» EXTRACT TO READ:
====

People are Not My Thing

4107110371 Mark Jay Mirsky reviews Lev Loseff's Joseph Brodsky: A Literary Life, in Ha'aretz:

Brodsky, who was born in 1940, dropped out of high school at 15 and worked at a series of low-level jobs, including apprentice machinist and hospital attendant, but also joined geological expeditions to the Soviet Far East beginning in 1957, where he came in contact with a group associated with the Mining Academy. Brodsky would claim that he found his way as a poet when he stumbled on the work of Evgeny Baratynsky, a 19th-century elegist, in 1959, but he was already writing poetry in 1957 and 1958. He never attended university, though he did enroll in evening classes and audit university lectures. As an autodidact, he pumped his university-educated friends regularly for information, Loseff relates.

Brodsky was not part of the establishment; he didn't belong to the Writers' Union of the USSR and wasn't involved in academia. He did, however, enjoy a deep friendship with the doyenne of Russian poetry, Anna Akhmatova, who was also a victim of Soviet persecution. Though Brodsky was an outsider with no regular employment, his work began to enjoy significant popularity but he also rubbed a number of established poets the wrong way. “His performances … were the loudest and most emotional … [Brodsky] left early … without listening to the rest of the readings,” writes Loseff. Publishing in the underground Samizdat journal Sintakis, as well as participating in a hare-brained scheme to hijack a plane and jump the USSR border, also put him in ill odor with the KGB. His growing reputation as a poet attracted the attention of a malicious informer, who denounced him to the authorities.

Loseff gives us a chilling account of the young Brodsky's kangaroo trial, in 1964, in which he was convicted of “parasitism,” after a futile attempt to hide in a brutal Soviet mental institution. Despite the nightmare of the exile to which he was sentenced, he would write some of his best work in the remote Siberian village of Norenskaya, and after he left it, he recalled its landscape and denizens in verse.

====

» RECORD SET:

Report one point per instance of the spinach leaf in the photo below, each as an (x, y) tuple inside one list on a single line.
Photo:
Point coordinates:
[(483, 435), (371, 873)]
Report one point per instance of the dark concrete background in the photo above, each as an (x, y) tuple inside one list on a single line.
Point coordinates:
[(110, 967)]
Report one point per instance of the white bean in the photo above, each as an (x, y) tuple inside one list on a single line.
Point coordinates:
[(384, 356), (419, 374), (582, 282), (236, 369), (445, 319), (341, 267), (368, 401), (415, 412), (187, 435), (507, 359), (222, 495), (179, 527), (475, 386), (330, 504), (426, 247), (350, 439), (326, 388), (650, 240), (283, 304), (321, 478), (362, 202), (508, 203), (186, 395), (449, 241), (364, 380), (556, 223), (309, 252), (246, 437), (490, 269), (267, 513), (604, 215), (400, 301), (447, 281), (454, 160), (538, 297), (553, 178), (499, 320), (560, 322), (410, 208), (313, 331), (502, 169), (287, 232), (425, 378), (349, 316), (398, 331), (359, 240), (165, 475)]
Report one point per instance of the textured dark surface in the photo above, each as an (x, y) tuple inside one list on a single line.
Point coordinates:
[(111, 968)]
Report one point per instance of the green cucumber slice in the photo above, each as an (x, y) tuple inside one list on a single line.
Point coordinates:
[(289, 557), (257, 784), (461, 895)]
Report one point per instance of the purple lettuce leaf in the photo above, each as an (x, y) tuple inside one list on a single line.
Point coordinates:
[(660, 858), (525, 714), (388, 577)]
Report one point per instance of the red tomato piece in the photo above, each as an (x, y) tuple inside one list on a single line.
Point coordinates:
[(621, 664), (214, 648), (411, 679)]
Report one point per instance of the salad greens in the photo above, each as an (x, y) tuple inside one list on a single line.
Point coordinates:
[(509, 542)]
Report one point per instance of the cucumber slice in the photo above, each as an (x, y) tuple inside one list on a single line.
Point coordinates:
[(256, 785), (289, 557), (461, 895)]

====

» WHAT YOU WILL DO:
1. Name every year given as a four-digit number in the Brodsky review excerpt.
2. Sum up the Brodsky review excerpt in two sentences.

» COMPLETED EXERCISE:
1. 1940, 1957, 1958, 1959, 1964

2. Mark Jay Mirsky's review of Lev Loseff's biography describes how Joseph Brodsky left school at 15, held low-level jobs, joined geological expeditions and educated himself outside any university or literary establishment, and gained popularity as a poet and a friendship with Anna Akhmatova. His Samizdat publishing, a scheme to hijack a plane and an informer's denunciation led to a 1964 conviction for "parasitism" and exile to Norenskaya, where he wrote some of his best work.